When boundaries shifted enough that the strict SAME_AS chain broke (typically because a township split off a town or annexed neighbouring land), the Boundary continuity section on each year-page surfaces the partial overlaps (CONTAINS, WITHIN, OVERLAPS) to adjacent census years. The Pembroke 1851 → Pembroke 1861 + Pembroke Town–Ville 1861 split is a representative example.
Wikidata grounding
Where a persistent Place can be identified with a modern Wikidata entity, the
owl:sameAs link to that Wikidata QID becomes the canonical external identifier
for the place. This means questions about the deep-time meaning of a place (its modern
location, its current administrative status, its name in other languages) inherit from
Wikidata rather than being modelled here. Where Wikidata's coverage is thin (pre-1850 phases,
small townships that were dissolved, conflations of city / metro / county boundaries), this
graph inherits the thinness — we do not attempt to reconstruct what Wikidata does not
provide.
Grounding is performed via an MCP-assisted disambiguation pipeline that uses spatial distance, name similarity, and entity-type filtering to validate Wikidata candidates. The ~1,000+ verified Ontario matches were produced by this pipeline; the rest of Canada is in progress. Where no Wikidata match exists, places get a permanent minted URI per LINCS conventions (this work is staged separately).
How to cite
For the project as a whole:
Clifford, J. (2026). HGIS Canada Knowledge Graph: Census Subdivisions, 1851–1921 [Web resource]. Built on the Canadian Peoples / TCP project. Available at https://jimclifford.ca/hgiscanada/.
For a specific place-year, cite the page directly using its canonical URL — every page
has a stable URL of the form
https://jimclifford.ca/hgiscanada/places/<prov>/<name>-<tcpuid>-<year>/.
For the underlying TCP source data, cite:
St-Hilaire, M., Sweeney, S., Inwood, K., et al. Canadian Census Subdivisions, 1851–1921 [Dataset]. Borealis Dataverse. borealisdata.ca/dataverse/canadiansubdivisions.

○ ○ ○ ○ ○

* Work instruction A:
Answer these from the HGIS Canada text, one line each:
(i) Which three partial-overlap relations does the Boundary continuity section show?
(ii) About how many verified Ontario matches has the grounding pipeline produced?
(iii) On what platform is the underlying TCP source data published?
* Work instruction B: Transcribe the HGIS Canada text from "Grounding is performed" to "Available at https://jimclifford.ca/hgiscanada/.", inclusive.

○ ○ ○ ○ ○

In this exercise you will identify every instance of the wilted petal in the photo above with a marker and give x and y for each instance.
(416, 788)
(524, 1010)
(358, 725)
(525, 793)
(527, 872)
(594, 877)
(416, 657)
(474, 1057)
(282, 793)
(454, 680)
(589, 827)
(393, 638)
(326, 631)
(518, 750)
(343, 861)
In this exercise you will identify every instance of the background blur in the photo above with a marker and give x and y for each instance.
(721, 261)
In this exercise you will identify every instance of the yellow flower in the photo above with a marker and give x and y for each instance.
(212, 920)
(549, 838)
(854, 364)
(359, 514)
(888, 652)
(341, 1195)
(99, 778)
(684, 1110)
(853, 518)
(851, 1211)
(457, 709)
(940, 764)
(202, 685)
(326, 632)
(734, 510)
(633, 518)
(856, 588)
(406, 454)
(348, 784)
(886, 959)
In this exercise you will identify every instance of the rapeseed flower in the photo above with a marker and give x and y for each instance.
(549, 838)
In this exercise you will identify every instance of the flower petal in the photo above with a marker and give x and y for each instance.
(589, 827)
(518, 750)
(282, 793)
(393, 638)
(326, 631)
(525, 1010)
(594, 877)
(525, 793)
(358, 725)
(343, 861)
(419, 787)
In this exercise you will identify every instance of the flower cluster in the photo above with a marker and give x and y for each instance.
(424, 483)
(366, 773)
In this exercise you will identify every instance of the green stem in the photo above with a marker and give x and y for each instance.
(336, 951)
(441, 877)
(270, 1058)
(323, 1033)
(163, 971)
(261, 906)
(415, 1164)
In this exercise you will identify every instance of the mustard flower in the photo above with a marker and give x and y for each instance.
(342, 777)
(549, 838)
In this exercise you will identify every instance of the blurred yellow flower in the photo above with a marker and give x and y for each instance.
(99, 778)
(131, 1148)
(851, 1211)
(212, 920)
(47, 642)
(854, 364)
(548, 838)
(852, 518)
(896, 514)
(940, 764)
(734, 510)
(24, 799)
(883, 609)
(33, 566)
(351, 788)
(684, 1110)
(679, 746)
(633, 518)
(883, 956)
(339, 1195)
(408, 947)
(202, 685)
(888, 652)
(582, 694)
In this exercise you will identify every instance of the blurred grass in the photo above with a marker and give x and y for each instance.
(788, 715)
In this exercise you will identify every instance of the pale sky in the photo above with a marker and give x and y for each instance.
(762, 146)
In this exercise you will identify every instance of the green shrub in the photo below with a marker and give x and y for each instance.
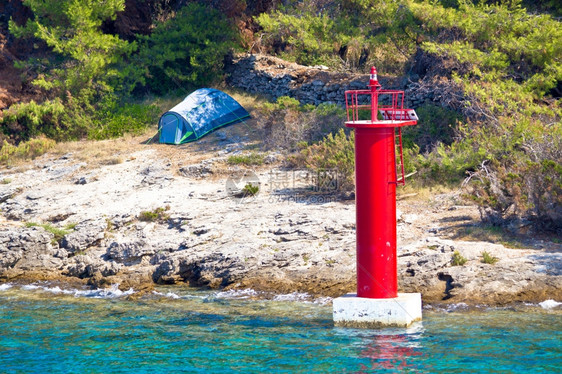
(286, 123)
(251, 159)
(158, 214)
(488, 258)
(458, 259)
(188, 49)
(436, 125)
(333, 153)
(25, 150)
(115, 120)
(57, 232)
(250, 189)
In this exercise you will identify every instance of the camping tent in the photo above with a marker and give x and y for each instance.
(198, 114)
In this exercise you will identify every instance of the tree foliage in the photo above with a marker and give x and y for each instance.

○ ○ ○ ○ ○

* Expected output A:
(i) CONTAINS, WITHIN, and OVERLAPS
(ii) About 1,000 or more (~1,000+)
(iii) Borealis Dataverse

* Expected output B:
Grounding is performed via an MCP-assisted disambiguation pipeline that uses spatial distance, name similarity, and entity-type filtering to validate Wikidata candidates. The ~1,000+ verified Ontario matches were produced by this pipeline; the rest of Canada is in progress. Where no Wikidata match exists, places get a permanent minted URI per LINCS conventions (this work is staged separately).
How to cite
For the project as a whole:
Clifford, J. (2026). HGIS Canada Knowledge Graph: Census Subdivisions, 1851–1921 [Web resource]. Built on the Canadian Peoples / TCP project. Available at https://jimclifford.ca/hgiscanada/.